● EXERCISE DATA:
---*---
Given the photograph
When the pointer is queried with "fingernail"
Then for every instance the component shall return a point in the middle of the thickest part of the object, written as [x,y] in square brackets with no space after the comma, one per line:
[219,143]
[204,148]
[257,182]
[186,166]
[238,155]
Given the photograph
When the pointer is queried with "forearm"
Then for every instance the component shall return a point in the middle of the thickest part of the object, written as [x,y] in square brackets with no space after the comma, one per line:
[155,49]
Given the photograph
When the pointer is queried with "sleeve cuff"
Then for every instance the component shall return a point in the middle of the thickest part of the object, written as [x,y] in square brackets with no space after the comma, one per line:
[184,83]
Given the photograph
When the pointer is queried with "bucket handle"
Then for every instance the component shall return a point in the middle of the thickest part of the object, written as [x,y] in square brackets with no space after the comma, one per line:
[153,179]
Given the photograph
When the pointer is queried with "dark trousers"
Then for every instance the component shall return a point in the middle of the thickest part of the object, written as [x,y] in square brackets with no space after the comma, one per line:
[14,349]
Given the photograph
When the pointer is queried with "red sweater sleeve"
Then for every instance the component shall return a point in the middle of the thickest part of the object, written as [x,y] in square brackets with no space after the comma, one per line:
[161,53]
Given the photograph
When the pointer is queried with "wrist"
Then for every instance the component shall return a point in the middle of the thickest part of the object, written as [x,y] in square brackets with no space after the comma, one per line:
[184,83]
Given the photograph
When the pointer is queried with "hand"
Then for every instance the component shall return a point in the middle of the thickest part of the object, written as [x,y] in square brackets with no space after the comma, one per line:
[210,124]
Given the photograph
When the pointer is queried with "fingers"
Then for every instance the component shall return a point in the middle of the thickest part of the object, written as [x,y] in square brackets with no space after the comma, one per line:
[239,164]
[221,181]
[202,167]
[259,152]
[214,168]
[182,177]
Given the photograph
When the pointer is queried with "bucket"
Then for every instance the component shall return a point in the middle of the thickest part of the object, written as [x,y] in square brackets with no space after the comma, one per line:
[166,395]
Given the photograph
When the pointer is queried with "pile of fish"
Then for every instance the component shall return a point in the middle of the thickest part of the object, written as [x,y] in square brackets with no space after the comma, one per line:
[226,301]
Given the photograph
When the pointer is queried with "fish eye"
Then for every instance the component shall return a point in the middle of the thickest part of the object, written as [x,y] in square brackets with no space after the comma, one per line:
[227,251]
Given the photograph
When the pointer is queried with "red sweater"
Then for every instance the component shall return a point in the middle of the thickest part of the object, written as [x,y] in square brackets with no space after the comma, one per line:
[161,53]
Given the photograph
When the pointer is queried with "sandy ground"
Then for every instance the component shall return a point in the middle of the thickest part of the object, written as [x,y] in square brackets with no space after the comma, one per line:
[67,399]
---*---
● WHAT TO WORK ON: Could you reproduce the data above exactly as given?

● OUTPUT OF THE EXERCISE:
Given the photograph
When the pointer is queried with "fingernail"
Then for every instance the component shall return a point in the middle of the thickest part of the object, written as [x,y] in square brackets with no space after the comma, one per line:
[219,143]
[204,148]
[257,182]
[186,166]
[238,155]
Given the photograph
When the pointer is queried with "forearm"
Then for every instance the component shall return a point in the middle of the thickest part of the object, written as [x,y] in square brackets with no space after the comma, one per line:
[155,49]
Given the photograph
When the pointer is queried with "sleeve cuff"
Then for every instance the component shall return a point in the middle of the thickest part of the object, written as [x,y] in square brackets with no space after the comma, one per line:
[184,83]
Given the photograph
When the pointer is queried with "bucket handle"
Then for every instance the component shall return a point in the middle of the thickest part of the object, written as [x,y] in square brackets with no space after the comma, one per line:
[153,179]
Given the photograph
When the pointer is queried with "dark trousers"
Then for every instance the component shall return a point in the middle of the thickest part of the object, written as [x,y] in square brackets with no space after the comma, one per line:
[14,349]
Given the photograph
When the pointer is queried with "red sweater sleeve"
Then for every instance the component shall return a point in the middle of the thickest part of the object, written as [x,y] in square brackets with no space after the comma, one per line:
[161,53]
Given the photograph
When the pointer is queried with "wrist"
Then for every instance the component shall return a point in the middle of the thickest part of the object, written as [x,y] in square brackets with no space after the comma, one per line:
[184,83]
Given the photograph
When the pointer is queried with "hand"
Then for every instance the component shall return a point in the middle of the thickest part of the object, written as [x,y] in square brackets with no space after the comma, one per line:
[210,124]
Given the photograph
When the pointer is queried with "fingers"
Then for every instance the component shall return a point in the middle of the thickest part of the object, written as [x,y] in square brackets with no space after the comma, one per line:
[239,164]
[221,181]
[202,167]
[259,152]
[214,168]
[182,177]
Given the photograph
When the pointer is queried with "bucket"
Then for every instance the component shall return a point in the middle of the thickest part of the object, written as [x,y] in square brackets with no space after the comma, one per line:
[166,395]
Given the photograph
When the pointer is queried with "pile of fish"
Then for every instance the component shall return a point in the middle of the thickest part of the object, written as [x,y] in square brackets with no space after the comma, one per line:
[226,301]
Given the photograph
When the pointer is queried with "fish eye"
Then for every instance the component shall return a point in the middle of the thickest part of the object, written as [x,y] in square brackets with no space after the comma, one per line:
[227,251]
Given the photograph
When the pointer is queried with "red sweater"
Then for every instance the component shall return a point in the middle of the thickest part of the object, written as [x,y] in square brackets with no space after the comma, one per line:
[161,53]
Given the photograph
When the pointer is queried with "sandy ground"
Then for every instance the component shall return a point in the middle of the thickest part of the object, written as [x,y] in square brackets with no space after the comma, one per line:
[67,399]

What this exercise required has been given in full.